# DIRECTION:
Copy the records below word for word, keeping every character and line break unchanged.

··· INPUT DATA

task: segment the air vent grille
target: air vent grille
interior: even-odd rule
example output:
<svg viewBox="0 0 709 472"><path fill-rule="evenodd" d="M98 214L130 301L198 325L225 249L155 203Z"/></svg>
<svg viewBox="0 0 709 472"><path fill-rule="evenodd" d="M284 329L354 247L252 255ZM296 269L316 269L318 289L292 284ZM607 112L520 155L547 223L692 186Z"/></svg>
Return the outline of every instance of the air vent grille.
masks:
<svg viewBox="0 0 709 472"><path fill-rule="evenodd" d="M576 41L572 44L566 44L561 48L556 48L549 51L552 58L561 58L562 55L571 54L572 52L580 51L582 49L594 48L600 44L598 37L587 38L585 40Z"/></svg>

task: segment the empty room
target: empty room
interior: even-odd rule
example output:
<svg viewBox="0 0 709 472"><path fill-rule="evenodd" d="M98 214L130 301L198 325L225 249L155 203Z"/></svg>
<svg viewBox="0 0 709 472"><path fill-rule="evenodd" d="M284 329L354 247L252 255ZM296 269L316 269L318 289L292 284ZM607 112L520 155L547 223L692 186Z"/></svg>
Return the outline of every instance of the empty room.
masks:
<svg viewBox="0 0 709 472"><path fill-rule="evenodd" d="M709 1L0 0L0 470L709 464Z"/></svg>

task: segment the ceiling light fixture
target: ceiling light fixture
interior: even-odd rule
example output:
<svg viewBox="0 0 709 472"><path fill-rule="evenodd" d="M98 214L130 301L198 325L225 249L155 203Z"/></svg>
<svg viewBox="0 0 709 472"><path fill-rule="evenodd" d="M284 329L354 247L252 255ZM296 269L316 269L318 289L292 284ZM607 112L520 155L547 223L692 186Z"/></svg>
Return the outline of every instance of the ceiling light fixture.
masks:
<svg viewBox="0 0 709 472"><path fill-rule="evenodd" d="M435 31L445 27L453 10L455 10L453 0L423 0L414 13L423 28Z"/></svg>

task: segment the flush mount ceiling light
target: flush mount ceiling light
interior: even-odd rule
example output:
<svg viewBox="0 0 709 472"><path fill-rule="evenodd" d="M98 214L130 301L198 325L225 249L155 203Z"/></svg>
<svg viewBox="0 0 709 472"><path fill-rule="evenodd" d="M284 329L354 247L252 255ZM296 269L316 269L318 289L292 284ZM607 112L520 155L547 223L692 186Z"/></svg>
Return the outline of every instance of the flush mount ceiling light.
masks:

······

# REPLY TO THE TASK:
task: segment the air vent grille
target: air vent grille
interior: even-odd rule
example output:
<svg viewBox="0 0 709 472"><path fill-rule="evenodd" d="M98 214L130 301L198 325L225 249L155 203Z"/></svg>
<svg viewBox="0 0 709 472"><path fill-rule="evenodd" d="M284 329L354 247L252 255ZM296 269L316 269L318 289L292 284ZM607 112L520 155L547 223L692 186Z"/></svg>
Return the outline of every instance of the air vent grille.
masks:
<svg viewBox="0 0 709 472"><path fill-rule="evenodd" d="M576 41L572 44L566 44L561 48L556 48L549 51L552 58L561 58L562 55L571 54L572 52L580 51L582 49L594 48L600 44L598 37L587 38L585 40Z"/></svg>

task: segment the empty room
target: empty room
interior: even-odd rule
example output:
<svg viewBox="0 0 709 472"><path fill-rule="evenodd" d="M98 214L130 301L198 325L225 249L155 203Z"/></svg>
<svg viewBox="0 0 709 472"><path fill-rule="evenodd" d="M284 329L354 247L252 255ZM296 269L316 269L318 289L292 284ZM607 112L520 155L547 223L692 186Z"/></svg>
Return the outline of every instance of the empty room.
masks:
<svg viewBox="0 0 709 472"><path fill-rule="evenodd" d="M709 1L0 0L0 470L709 464Z"/></svg>

task: segment the ceiling light fixture
target: ceiling light fixture
interior: even-odd rule
example output:
<svg viewBox="0 0 709 472"><path fill-rule="evenodd" d="M98 214L130 301L198 325L225 249L155 203Z"/></svg>
<svg viewBox="0 0 709 472"><path fill-rule="evenodd" d="M284 329L354 247L252 255ZM296 269L316 269L318 289L292 284ZM607 112L520 155L547 223L692 186Z"/></svg>
Return the outline of every instance of the ceiling light fixture.
masks:
<svg viewBox="0 0 709 472"><path fill-rule="evenodd" d="M435 31L445 27L453 10L455 10L453 0L423 0L414 13L423 28Z"/></svg>

task: segment the flush mount ceiling light
target: flush mount ceiling light
interior: even-odd rule
example output:
<svg viewBox="0 0 709 472"><path fill-rule="evenodd" d="M98 214L130 301L198 325L225 249L155 203Z"/></svg>
<svg viewBox="0 0 709 472"><path fill-rule="evenodd" d="M284 329L354 247L252 255ZM296 269L316 269L318 289L292 284ZM607 112L520 155L547 223L692 186Z"/></svg>
Return the outline of every instance of the flush mount ceiling light.
masks:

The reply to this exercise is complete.